#### WRITTEN INSTRUCTION:
Gather every row below that contains the word "metal", and copy each one unchanged.

#### RECORDED INFORMATION:
■ ■ ■ ■ ■ ■ ■

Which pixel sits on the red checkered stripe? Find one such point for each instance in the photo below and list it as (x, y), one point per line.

■ ■ ■ ■ ■ ■ ■

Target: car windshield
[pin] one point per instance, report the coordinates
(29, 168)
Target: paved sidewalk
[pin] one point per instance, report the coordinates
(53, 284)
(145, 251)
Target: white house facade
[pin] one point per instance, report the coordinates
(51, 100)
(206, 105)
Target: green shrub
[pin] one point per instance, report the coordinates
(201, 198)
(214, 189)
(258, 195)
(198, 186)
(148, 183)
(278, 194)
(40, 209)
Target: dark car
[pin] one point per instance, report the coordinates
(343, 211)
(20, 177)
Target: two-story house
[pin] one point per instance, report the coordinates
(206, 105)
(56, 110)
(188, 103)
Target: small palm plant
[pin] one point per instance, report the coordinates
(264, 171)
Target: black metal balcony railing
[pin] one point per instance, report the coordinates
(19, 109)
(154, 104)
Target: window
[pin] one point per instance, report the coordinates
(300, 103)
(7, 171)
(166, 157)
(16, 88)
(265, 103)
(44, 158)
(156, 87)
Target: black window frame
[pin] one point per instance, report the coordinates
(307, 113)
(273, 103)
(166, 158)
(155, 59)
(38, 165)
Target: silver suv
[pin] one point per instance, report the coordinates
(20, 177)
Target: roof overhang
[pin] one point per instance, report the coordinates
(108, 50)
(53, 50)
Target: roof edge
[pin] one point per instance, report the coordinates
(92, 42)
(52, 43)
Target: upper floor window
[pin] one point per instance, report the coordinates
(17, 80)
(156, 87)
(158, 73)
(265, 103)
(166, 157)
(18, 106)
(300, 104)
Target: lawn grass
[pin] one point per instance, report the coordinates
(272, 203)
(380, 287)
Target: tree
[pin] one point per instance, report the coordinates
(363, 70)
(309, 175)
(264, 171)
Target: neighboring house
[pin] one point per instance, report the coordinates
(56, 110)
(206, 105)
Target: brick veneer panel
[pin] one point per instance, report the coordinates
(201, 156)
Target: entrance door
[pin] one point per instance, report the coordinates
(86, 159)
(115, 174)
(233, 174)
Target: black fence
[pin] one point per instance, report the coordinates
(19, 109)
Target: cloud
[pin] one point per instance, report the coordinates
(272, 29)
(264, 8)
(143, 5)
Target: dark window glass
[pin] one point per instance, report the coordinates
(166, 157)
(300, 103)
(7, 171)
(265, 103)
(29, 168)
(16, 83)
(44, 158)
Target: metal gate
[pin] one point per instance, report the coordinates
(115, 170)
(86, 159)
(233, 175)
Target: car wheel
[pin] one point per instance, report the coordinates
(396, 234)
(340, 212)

■ ■ ■ ■ ■ ■ ■

#### FULL RESPONSE:
Target: black metal balcony railing
Target: metal gate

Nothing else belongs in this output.